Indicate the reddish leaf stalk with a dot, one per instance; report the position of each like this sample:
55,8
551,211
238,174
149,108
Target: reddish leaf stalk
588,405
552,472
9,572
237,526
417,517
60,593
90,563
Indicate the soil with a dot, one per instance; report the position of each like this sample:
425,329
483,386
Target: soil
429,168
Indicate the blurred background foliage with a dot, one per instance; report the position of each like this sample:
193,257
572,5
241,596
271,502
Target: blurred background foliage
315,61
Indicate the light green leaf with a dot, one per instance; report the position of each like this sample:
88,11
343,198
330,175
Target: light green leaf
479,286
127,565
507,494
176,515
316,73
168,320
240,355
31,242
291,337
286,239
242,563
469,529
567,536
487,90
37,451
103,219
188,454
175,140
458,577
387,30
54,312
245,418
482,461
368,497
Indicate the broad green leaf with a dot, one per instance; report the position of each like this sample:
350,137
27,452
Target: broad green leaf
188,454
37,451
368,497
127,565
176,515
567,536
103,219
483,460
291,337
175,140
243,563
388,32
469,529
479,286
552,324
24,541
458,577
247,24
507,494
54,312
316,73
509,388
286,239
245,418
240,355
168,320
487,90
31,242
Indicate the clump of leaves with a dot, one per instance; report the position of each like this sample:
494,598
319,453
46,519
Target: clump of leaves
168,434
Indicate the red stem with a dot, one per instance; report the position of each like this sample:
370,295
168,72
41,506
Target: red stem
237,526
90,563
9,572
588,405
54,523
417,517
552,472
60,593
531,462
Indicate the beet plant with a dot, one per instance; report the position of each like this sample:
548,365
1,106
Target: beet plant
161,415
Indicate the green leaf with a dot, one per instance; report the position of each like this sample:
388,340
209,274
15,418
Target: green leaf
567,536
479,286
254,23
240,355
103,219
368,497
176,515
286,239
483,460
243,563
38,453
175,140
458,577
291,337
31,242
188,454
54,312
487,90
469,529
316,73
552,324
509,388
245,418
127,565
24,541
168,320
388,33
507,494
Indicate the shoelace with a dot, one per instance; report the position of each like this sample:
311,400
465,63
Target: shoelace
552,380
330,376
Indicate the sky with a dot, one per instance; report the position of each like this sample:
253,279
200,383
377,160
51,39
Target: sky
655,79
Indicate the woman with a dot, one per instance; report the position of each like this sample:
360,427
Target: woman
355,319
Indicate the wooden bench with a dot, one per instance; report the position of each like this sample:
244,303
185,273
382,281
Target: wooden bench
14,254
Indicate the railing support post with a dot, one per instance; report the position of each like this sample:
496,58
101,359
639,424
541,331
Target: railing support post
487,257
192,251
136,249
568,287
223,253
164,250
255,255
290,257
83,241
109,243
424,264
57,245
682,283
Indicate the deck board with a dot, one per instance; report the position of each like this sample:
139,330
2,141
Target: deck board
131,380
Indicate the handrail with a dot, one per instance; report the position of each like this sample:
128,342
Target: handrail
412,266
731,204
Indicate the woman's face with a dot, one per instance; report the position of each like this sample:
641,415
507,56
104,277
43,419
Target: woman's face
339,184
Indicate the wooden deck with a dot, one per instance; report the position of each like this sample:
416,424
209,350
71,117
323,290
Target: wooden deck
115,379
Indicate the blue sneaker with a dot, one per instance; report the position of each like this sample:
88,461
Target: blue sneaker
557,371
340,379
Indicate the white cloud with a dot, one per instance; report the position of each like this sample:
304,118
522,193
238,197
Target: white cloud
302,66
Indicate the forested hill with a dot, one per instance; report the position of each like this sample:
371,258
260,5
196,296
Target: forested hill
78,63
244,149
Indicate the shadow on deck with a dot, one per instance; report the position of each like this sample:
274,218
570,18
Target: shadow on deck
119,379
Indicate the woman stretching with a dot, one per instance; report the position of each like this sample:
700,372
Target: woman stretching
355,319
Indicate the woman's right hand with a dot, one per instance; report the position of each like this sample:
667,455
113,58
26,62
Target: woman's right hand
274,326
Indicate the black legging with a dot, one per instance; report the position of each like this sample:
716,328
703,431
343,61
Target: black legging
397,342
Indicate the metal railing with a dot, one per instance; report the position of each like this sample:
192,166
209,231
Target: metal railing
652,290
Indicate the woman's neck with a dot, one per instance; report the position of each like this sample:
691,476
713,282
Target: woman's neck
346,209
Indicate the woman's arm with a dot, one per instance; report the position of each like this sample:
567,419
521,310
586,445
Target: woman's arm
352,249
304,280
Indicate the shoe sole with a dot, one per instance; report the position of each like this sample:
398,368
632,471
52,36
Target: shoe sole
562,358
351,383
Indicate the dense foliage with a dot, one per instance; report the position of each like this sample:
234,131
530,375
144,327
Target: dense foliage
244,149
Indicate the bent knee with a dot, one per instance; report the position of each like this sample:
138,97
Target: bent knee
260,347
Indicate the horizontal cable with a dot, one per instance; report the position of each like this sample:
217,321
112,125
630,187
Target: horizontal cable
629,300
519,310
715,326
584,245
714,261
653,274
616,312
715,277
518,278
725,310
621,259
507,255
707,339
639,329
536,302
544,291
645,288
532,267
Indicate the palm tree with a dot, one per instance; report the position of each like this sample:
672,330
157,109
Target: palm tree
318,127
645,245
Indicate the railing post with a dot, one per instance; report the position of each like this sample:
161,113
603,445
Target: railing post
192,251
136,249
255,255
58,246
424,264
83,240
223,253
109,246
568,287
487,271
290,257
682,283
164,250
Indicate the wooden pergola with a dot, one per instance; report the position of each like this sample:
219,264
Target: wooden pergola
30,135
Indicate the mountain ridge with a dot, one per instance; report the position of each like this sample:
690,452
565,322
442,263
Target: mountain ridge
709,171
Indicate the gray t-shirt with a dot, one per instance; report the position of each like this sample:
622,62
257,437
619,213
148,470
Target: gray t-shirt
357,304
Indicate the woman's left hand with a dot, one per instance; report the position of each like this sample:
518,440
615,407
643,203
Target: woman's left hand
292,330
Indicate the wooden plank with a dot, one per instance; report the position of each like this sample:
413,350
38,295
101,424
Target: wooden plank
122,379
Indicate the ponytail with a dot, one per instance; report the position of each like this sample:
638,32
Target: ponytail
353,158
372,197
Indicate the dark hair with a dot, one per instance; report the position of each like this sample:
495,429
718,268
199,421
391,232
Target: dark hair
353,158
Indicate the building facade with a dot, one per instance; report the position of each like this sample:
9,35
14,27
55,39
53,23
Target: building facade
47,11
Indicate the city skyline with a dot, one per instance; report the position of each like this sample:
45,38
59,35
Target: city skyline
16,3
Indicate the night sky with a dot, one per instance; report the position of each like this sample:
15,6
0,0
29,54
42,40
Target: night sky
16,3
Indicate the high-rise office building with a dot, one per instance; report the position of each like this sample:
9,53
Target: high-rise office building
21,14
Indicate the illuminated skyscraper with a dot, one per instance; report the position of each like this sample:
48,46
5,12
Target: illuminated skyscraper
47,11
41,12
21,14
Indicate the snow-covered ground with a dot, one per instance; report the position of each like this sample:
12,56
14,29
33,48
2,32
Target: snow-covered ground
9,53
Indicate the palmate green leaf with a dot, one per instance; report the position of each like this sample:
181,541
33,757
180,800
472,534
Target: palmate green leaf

• • •

▸ **DIRECTIVE**: Each entry above is to be set down again in exactly the same words.

▸ **TASK SOLUTION**:
Indicate the reddish leaf stalk with a dot, one per instance; report the position of each like this sample:
55,8
551,211
238,174
149,108
Target: reddish leaf stalk
588,405
552,472
9,572
237,526
417,517
60,593
90,563
Indicate the soil with a dot, one per instance; report the position of each like this sample:
425,329
483,386
Target: soil
429,168
Indicate the blurred background foliage with a dot, one per instance; report the position of each like this sample:
193,257
572,5
241,596
271,502
Target: blurred background foliage
315,61
Indicate the light green leaf with a dot, one per instance; report the position of each like this sample:
88,11
343,198
330,175
Target: light green leaf
479,286
127,565
507,494
176,515
316,73
168,320
240,355
31,242
291,337
286,239
242,563
469,529
567,536
487,90
37,451
103,219
188,454
175,140
458,577
387,30
54,312
245,418
482,461
368,497
Indicate the broad green leaf with a dot, one per instance; report the position of each like this sample:
350,137
27,452
Target: broad green leaf
188,454
37,451
368,497
127,565
176,515
567,536
103,219
483,460
291,337
175,140
243,563
388,32
469,529
479,286
552,324
24,541
458,577
247,24
507,494
54,312
316,73
509,388
286,239
245,418
240,355
168,320
487,90
31,242
Indicate the clump of leaves with a dot, one per instance; report the position of each like this sample:
494,598
319,453
46,519
Target: clump of leaves
168,434
Indicate the red stem with a dot, one per instance; report the position of each like this sample:
370,295
168,72
41,506
Target: red stem
237,526
90,563
9,572
588,405
54,523
417,517
552,472
60,593
531,462
Indicate the beet plant with a dot, one per instance; report the position of each like this sample:
548,365
1,106
Target: beet plant
161,415
Indicate the green leaf with a dot, one per instance; report the position of each like this sample:
388,340
209,274
15,418
Target: green leaf
567,536
479,286
254,23
240,355
103,219
368,497
176,515
286,239
483,460
243,563
38,453
175,140
458,577
291,337
31,242
188,454
54,312
487,90
469,529
316,73
552,324
509,388
245,418
127,565
24,541
168,320
388,33
507,494
Indicate the shoelace with a dot, one per instance; report the position of each like this sample:
311,400
465,63
Target: shoelace
552,380
330,376
Indicate the sky with a dot, one per instance; report the position of each like this sample:
253,279
200,383
377,160
51,39
Target: sky
655,79
Indicate the woman with a dot, one per instance; report the position of each like this sample:
360,427
Target: woman
355,319
Indicate the wooden bench with a dot, one per instance; report the position of each like this sample:
244,303
185,273
382,281
Target: wooden bench
14,254
Indicate the railing support post with a dot, one per instance; report the position of each like this sample:
496,58
101,359
639,424
541,331
Target: railing support post
487,257
192,251
136,249
568,287
223,253
164,250
255,255
290,257
83,241
109,243
424,264
57,245
682,283
Indicate the deck board with a dot, one per instance; report the position of each like this sample:
139,330
2,141
Target: deck board
131,380
Indicate the handrail with a dot, one per instance; report the position of each like this sample:
128,342
Target: handrail
412,266
731,204
Indicate the woman's face with a dot, one per instance; report the position of each like this sample:
641,415
507,56
104,277
43,419
Target: woman's face
339,184
Indicate the wooden deck with a dot, one per instance; report the position of each like this sample:
416,424
209,350
71,117
323,290
Target: wooden deck
115,379
Indicate the blue sneaker with a dot, one per instance; report the position of each like this sample:
88,461
Target: blue sneaker
557,371
340,379
Indicate the white cloud with a dot, one per instance; report the position of each like this sample:
304,118
522,193
238,197
Target: white cloud
302,66
Indicate the forested hill with a dot, one per instance; report the position of each like this sample:
371,258
260,5
196,296
Target: forested hill
78,63
244,149
Indicate the shadow on deck with a dot, one per instance; report the position of each like this sample:
274,218
570,18
Target: shadow on deck
119,379
Indicate the woman stretching with a dot, one per instance; report the position of each like this sample:
700,372
Target: woman stretching
355,319
Indicate the woman's right hand with a dot, one per instance; report the position of each like this sample:
667,455
113,58
26,62
Target: woman's right hand
274,326
Indicate the black legging with a dot, one per instance; report the position of each like this sample:
716,328
703,431
343,61
Target: black legging
397,342
Indicate the metal railing with a dot, one per instance; report the position of each like this sample:
192,166
209,231
Target: metal railing
652,290
Indicate the woman's neck with a dot, one per instance; report the position of each like this sample:
691,476
713,282
Target: woman's neck
346,209
Indicate the woman's arm with a dot, one per instance; report the position of each like this sample:
567,419
521,310
586,445
Target: woman's arm
352,249
304,280
Indicate the shoe sole with a dot, one per instance; report the position of each like this sample:
398,368
632,471
52,36
Target: shoe sole
562,358
351,383
Indicate the dense foliage with a dot, one per instance; report the position of each like this sample:
234,131
530,375
144,327
Target: dense foliage
244,149
Indicate the bent knee with a dot, one per instance; report the position of each like this sample:
138,97
Target: bent knee
260,347
Indicate the horizontal cable with a dot, one per instance; report the position of each like this sample:
217,321
112,125
630,187
Target: horizontal cable
629,300
519,310
715,326
584,245
714,261
653,274
616,312
715,277
518,278
725,310
621,259
507,255
707,339
639,329
536,302
544,291
645,288
532,267
Indicate the palm tree with a dot, one per instance; report the position of each like this sample:
672,330
157,109
Target: palm tree
318,127
645,245
Indicate the railing post with a dot, one per instance; report the position of each like this sample:
161,113
603,445
Target: railing post
192,251
136,249
255,255
58,246
424,264
83,240
223,253
109,246
568,287
487,271
290,257
682,283
164,250
Indicate the wooden pergola with a dot, one per instance; report the position of each like this sample:
219,264
Target: wooden pergola
30,135
Indicate the mountain ridge with a dot, one per instance; report the position of each like this sample:
690,452
565,322
442,263
Target: mountain ridge
709,171
Indicate the gray t-shirt with a dot, one per instance; report the position of each like this sample:
622,62
257,437
619,213
148,470
Target: gray t-shirt
357,304
Indicate the woman's left hand with a dot, one per instance; report the position of each like this sample:
518,440
615,407
643,203
Target: woman's left hand
292,330
Indicate the wooden plank with a dot, one per instance; report the position of each like this sample:
413,350
38,295
101,424
Target: wooden plank
122,379
Indicate the ponytail with a dot, one per instance; report the position of each like this sample:
638,32
Target: ponytail
353,158
372,197
Indicate the dark hair with a dot, one per instance; report the position of each like this sample:
495,429
718,268
199,421
391,232
Target: dark hair
353,158
Indicate the building facade with a dot, one per instance; report the position of each like this sample:
9,35
14,27
55,39
53,23
Target: building facade
47,11
Indicate the city skyline with a dot, one per instance; report the position of each like this sample:
45,38
59,35
Target: city skyline
16,3
Indicate the night sky with a dot, one per instance; report the position of each like this sample:
15,6
0,0
29,54
42,40
Target: night sky
16,3
Indicate the high-rise office building with a dot, one per instance; report the position of each like this sample:
9,53
Target: high-rise office building
21,14
Indicate the illuminated skyscraper with a dot, one per instance; report the position of each like this sample:
48,46
5,12
Target: illuminated skyscraper
47,11
41,12
21,14
Indicate the snow-covered ground with a dot, one per instance; report the position of each like this sample:
12,56
14,29
33,48
2,32
Target: snow-covered ground
9,53
Indicate the palmate green leaf with a dot, one per instance; report the position of each like this sample:
181,541
33,757
180,800
472,534
Target: palmate green leaf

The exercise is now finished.